**DESCRIPTION OF THE TASK**:
Please return every line from the rows below that contains the word "cloud".

**PROVIDED MATERIAL**:
----------
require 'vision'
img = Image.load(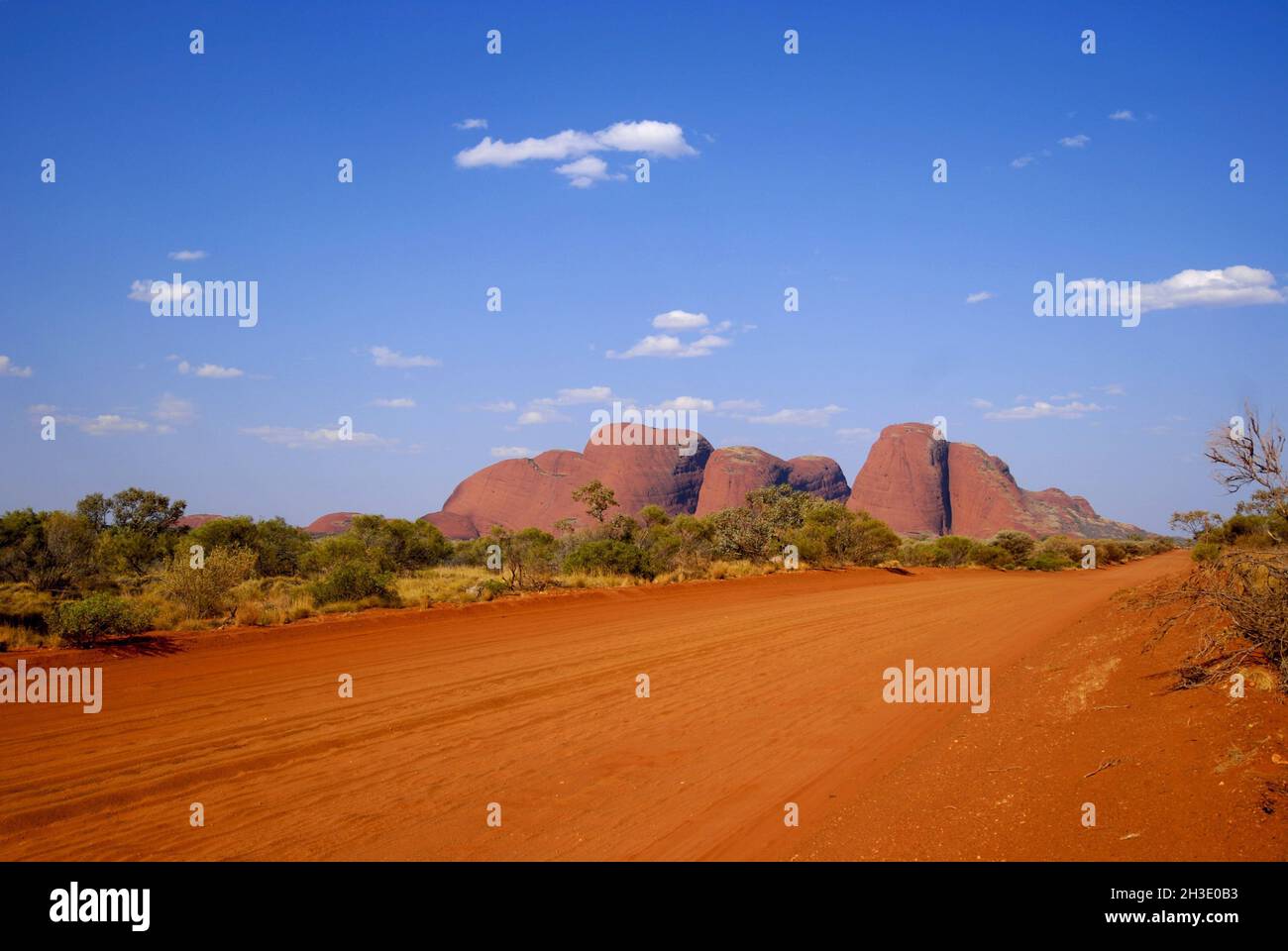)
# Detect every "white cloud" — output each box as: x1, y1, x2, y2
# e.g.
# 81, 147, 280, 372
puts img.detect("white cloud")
----------
**RESULT FOR THIS TASK**:
# Detect every "white cloud" — output each box as: x1, y1, x2, y2
puts img.detect("white cloud")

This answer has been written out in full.